▸ TASK DIRECTIONS:
Write what comes next in the diary of the Verizon workers' union campaign, picking up right after its last sentence.

▸ DOCUMENT:
%%
Diary of a Union-Busting Campaign
Learn how Verizon is trying to stop workers from organizing a union. And how Verizon workers are standing together and fighting back. Jump to page 1 to follow the campaign from the beginning.
| August 2007 | July 2007 | June 2007 | May 2007 | April 2007 | March 2007 | Jan-Feb 2007 |
Management Breaks the Law, Again
On April 24, the union filed an "Unfair Labor Practice" charge at the National Labor Relations Board (NLRB) accusing the company of violating its employees right to form a union.
The Federal Government is now investigating management's anti-union activity. The union is specifically alleging that VZB has "promulgated an overly broad no-solicitation rule in order to discourage its employees from engaging in union and other protected concerted activities," and has "selectively and disparately enforced a company policy wherby the Employer prohibited union speech while permitting nonunion speech."
The allegations focus on the Hillburn location in NY. Over the years, the NLRB has found that Verizon has repeatedly violated its employees' rights to form a union. Although the company rhetoric says they "respect" our rights to form a union, their actions clearly suggest they do not want people talking about the union, and are willing to break the law to stop any union talk. The VZB techs in Hillburn are standing up for their rights. Stay tuned for updates on the NLRB investigation into VZB's illegal activity.
Top Ten Reasons Not to Join the VZ Business Tech Union
| 10. |
Worldcom, MCI, now VZB: Upper management has a track record of always treating us well. |
| 9. |
Paying up to $7,000 a year for health insurance is fine by me. What else would I do with that kind of money? |
| 8. |
No need for a real pension—I plan on dying at work. |
| 7. |
I just don't see how joining together with my co-workers and with 97,000 other Verizon workers can POSSIBLY increase our ability to negotiate improvements in our wages and benefits. |
| 6. |
I don't want to belong to any union that would accept me as a member. |
| 5. |
I don't like wearing red on Thursdays. I'm a "winter," and red isn't my color. |
| 4. |
How can a legally binding written contract with regular wage increases be better than just leaving my working conditions and benefits up to management? |
| 3. |
Six paid holidays a year is plenty. I love my job that much. |
| 2. |
Having strong job security and a voice on the job is so "last century." |
...and the number 1 reason not to join the Verizon Business Tech Union...
|
| 1. |
The 3 raises in a row management gave us, the increase in standby pay, and the promises of no more layoffs just happened to occur as we began forming a union. I believe Bob Toohey when he says that. He’s neutral, right? |
The VZB Stumble
Many reports are coming in that the Robert Toohey dog no longer hunts. People are getting sick of the many captive audience meetings, and sick of the distortions in meetings.
%%
▸ PROVIDED RECORDS:
%%
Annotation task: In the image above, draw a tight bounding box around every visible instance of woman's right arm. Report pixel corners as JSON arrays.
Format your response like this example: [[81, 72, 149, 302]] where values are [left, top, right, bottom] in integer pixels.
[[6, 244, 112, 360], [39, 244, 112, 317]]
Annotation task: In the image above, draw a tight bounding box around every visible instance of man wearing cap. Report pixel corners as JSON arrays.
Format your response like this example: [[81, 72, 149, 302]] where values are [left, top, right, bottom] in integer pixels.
%%
%%
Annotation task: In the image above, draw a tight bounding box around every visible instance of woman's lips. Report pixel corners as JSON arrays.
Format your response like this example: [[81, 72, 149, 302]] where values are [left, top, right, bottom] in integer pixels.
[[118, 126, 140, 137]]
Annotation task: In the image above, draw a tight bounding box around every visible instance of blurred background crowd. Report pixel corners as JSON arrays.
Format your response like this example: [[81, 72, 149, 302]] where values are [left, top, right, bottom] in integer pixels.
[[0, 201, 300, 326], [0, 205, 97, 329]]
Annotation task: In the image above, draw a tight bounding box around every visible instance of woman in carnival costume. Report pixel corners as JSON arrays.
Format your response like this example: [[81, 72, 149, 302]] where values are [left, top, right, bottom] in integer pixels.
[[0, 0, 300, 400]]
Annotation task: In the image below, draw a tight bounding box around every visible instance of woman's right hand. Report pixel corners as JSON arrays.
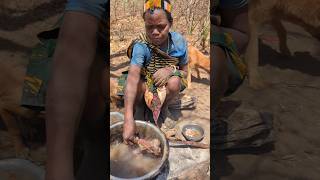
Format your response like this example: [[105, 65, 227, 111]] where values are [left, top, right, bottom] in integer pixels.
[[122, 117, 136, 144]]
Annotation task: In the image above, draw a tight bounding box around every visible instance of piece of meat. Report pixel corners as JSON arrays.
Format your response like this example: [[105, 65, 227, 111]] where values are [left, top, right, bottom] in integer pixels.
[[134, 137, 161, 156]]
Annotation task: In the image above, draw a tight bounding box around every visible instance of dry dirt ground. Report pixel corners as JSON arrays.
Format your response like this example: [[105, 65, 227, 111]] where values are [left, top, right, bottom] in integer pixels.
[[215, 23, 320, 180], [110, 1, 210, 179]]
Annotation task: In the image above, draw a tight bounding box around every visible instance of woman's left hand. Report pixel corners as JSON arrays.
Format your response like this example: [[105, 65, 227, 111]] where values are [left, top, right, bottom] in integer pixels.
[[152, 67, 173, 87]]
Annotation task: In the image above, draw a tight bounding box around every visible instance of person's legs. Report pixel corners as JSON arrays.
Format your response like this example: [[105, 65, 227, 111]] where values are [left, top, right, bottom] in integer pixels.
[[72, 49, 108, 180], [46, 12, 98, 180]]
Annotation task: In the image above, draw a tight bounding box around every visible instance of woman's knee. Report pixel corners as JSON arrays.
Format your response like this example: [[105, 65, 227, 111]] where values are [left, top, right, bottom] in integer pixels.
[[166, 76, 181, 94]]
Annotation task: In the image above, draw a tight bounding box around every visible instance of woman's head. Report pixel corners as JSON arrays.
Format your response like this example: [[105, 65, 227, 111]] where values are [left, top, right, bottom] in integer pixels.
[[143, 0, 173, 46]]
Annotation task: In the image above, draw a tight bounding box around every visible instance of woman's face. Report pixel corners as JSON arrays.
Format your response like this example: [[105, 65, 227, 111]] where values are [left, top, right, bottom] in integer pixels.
%%
▸ REPLY:
People know that when the company spokesperson says "I am neutral" it's like George Steinbrenner saying he likes the Red Sox: It doesn't pass the smell test. Notice that when people ask Toohey tough questions in these meetings, he always looks down, avoiding eye contact. Interesting.
Now management is trying to get people to get their union cards back. In the past 5 months, a total of (drumroll, please) one person has asked for their card back. It is not working, we are staying strong.
Quarantining Verizon's Union Workers
From MyDD, April 8, 2007
By Nancy Scola
For the moment, let's forget the important recent debate over whether easing the joining of labor unions is a net good or a net bad for both American workers and American business. Let's instead look at how a Fortune 50 like Verizon might attempt to rid itself of an unwelcomed business reality: many of its workers currently belong to a union, either the Communication Workers of America or the International Brotherhood of Electrical Workers. Verizon is a sophisticated, modern telecom behemoth. It isn't likely to resort to blunt-instrument union-avoidance techniques like summarily firing workers who are pro-collective representation.
So what's Verizon to do? Verizon Inc. CEO Ivan Seidenberg is attempting to restructure the telecommunications industry, or at least where Verizon fits into that industry. Verizon's approach to the future is to grow the business while lessening the impact of unionization. How? By quarantining already the unionized technicians, sales people, and service reps of core Verizon from the rest of the growing employee population by building cordon sanitaires around their unit. The end result: unionized Verizon lacks the density that ideas need to spread effectively.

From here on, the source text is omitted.